What the task requires
All of the data is to be restated word for word.

Top of Provided records

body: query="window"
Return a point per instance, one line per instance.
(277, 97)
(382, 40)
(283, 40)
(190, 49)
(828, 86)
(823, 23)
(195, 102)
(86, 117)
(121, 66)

Bottom of Provided records

Exercise answer
body: query="window"
Return a point per instance, one line per instance.
(277, 97)
(382, 40)
(283, 40)
(190, 49)
(828, 86)
(823, 23)
(195, 102)
(86, 117)
(121, 66)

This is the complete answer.